(Set task):
Can you show every line of the material below that contains the word "metal"?

-------

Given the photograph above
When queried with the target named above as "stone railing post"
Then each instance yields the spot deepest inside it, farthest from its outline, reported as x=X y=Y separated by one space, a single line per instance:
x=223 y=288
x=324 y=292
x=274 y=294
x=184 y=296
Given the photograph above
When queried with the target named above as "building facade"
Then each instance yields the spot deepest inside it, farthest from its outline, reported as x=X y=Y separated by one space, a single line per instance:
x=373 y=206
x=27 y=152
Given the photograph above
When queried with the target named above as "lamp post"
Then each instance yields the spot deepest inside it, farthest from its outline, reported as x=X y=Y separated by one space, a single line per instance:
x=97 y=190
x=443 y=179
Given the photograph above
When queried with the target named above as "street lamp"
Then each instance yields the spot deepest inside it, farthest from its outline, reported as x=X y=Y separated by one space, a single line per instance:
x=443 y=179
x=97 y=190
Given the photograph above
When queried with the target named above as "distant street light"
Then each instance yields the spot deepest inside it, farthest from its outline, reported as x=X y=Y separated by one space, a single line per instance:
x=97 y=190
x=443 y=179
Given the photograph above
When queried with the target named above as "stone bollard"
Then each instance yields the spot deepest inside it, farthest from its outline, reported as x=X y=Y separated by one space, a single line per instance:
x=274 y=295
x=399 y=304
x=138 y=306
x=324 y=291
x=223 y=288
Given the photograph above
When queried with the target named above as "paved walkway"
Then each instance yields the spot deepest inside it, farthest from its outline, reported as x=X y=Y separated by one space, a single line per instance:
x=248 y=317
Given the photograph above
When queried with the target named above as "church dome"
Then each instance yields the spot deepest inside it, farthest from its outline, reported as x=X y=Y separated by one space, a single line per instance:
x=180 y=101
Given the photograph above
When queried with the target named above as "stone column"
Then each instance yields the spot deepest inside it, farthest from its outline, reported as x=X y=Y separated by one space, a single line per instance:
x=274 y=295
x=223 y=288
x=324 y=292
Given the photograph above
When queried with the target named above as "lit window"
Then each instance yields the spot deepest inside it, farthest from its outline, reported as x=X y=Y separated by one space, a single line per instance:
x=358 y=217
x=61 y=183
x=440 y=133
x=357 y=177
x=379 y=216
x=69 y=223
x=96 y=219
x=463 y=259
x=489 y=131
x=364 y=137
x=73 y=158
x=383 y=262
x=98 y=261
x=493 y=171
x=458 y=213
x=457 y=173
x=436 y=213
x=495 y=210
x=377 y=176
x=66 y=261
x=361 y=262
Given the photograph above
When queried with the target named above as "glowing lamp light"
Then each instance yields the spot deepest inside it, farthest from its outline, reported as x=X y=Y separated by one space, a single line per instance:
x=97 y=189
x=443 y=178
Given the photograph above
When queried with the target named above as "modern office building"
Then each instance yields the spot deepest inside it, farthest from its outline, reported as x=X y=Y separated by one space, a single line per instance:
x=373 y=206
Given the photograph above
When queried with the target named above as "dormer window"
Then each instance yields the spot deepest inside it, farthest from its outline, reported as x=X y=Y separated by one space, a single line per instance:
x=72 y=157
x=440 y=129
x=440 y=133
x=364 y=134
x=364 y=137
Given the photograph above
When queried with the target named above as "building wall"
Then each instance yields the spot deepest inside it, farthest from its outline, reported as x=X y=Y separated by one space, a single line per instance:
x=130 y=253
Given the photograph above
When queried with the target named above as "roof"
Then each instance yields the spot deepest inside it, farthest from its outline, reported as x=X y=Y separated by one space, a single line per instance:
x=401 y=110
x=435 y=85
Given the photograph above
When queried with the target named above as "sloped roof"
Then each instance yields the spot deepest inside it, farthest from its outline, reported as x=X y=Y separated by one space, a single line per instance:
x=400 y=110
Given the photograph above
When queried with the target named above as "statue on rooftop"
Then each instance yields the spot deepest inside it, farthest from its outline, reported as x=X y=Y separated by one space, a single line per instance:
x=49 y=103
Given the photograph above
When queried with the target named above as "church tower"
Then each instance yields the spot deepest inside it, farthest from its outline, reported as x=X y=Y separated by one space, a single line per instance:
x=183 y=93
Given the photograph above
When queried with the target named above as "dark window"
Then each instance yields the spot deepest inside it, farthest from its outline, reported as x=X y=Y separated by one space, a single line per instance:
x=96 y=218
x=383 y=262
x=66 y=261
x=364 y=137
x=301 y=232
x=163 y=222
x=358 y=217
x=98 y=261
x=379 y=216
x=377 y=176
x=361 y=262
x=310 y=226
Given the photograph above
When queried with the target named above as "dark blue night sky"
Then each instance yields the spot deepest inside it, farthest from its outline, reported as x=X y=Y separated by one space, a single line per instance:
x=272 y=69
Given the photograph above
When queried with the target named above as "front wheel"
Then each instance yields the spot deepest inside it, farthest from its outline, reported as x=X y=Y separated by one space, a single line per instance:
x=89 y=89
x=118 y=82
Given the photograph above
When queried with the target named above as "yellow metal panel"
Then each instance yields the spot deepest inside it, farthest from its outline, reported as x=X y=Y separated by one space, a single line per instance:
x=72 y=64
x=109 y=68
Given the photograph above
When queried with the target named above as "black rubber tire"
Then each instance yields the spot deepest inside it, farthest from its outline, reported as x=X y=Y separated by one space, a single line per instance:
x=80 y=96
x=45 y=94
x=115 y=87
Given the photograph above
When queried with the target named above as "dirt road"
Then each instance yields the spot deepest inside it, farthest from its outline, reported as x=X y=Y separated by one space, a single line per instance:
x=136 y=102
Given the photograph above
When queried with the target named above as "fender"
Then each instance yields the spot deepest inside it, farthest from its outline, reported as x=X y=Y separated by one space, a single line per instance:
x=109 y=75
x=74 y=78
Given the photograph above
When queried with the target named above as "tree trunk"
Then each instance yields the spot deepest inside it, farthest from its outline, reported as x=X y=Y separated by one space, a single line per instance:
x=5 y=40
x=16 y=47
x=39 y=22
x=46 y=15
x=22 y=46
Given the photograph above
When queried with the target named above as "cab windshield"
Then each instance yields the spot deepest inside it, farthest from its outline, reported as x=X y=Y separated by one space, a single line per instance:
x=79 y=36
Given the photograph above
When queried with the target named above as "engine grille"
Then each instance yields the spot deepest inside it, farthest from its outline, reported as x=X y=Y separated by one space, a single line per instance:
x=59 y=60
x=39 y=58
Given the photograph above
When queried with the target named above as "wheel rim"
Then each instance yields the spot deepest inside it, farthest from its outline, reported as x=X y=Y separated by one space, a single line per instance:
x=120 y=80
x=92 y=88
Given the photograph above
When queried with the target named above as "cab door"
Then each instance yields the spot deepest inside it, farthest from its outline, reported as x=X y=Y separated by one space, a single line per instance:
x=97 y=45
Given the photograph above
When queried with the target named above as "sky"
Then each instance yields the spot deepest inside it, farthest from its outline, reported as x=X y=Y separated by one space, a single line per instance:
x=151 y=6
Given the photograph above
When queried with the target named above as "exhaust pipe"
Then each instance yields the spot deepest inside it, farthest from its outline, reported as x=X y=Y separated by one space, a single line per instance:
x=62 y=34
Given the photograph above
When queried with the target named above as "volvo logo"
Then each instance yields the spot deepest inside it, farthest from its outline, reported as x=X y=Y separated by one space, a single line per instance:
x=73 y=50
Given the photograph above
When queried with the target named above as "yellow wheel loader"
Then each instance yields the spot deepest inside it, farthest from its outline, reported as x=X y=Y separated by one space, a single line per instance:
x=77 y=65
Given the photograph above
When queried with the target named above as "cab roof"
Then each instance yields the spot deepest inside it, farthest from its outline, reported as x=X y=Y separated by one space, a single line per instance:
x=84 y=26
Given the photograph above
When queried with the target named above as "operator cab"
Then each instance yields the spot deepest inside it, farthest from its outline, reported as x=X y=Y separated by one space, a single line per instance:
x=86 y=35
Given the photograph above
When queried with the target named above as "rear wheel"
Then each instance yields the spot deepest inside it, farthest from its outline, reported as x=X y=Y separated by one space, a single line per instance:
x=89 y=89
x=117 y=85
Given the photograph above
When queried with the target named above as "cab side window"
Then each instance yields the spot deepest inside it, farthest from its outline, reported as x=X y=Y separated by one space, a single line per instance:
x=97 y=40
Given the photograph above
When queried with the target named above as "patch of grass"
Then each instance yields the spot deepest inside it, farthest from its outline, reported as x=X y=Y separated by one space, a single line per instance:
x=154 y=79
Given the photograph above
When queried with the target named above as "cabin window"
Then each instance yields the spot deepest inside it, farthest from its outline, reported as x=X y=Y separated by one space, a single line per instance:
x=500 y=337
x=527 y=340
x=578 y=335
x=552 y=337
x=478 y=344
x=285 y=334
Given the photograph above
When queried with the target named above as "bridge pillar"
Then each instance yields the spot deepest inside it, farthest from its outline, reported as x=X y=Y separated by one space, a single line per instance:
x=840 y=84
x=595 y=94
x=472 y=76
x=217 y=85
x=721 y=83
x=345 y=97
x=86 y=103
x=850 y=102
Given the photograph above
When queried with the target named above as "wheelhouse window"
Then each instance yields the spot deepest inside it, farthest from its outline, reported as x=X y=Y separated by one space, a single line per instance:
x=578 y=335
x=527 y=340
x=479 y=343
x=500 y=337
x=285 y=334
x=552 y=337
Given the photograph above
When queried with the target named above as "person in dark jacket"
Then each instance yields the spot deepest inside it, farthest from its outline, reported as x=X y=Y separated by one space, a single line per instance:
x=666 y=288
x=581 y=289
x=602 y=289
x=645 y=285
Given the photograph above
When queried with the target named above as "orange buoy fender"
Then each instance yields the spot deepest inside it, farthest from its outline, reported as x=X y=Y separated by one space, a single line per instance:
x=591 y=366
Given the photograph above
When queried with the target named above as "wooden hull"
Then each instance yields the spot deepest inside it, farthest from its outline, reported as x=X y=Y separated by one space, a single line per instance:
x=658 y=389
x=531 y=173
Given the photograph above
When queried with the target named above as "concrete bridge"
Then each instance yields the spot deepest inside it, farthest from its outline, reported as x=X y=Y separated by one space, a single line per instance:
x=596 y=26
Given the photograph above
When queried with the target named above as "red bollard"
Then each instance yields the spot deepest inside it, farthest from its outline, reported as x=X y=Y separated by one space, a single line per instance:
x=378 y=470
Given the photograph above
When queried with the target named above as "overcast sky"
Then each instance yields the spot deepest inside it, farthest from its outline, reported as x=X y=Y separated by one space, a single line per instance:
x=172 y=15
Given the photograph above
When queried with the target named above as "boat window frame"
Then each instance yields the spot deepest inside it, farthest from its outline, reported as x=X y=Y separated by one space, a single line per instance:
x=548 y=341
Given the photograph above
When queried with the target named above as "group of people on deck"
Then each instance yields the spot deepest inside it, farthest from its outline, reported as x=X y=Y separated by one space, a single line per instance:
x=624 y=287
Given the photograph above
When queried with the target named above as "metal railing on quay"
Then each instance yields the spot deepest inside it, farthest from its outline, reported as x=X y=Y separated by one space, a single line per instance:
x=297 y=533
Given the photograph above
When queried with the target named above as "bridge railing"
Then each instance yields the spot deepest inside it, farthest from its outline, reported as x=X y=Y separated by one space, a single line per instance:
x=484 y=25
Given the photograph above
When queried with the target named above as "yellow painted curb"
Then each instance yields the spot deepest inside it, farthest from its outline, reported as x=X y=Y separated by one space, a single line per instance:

-------

(Answer to this problem):
When queried with the target named above as "yellow metal panel"
When queried with the target named above as "metal railing on quay"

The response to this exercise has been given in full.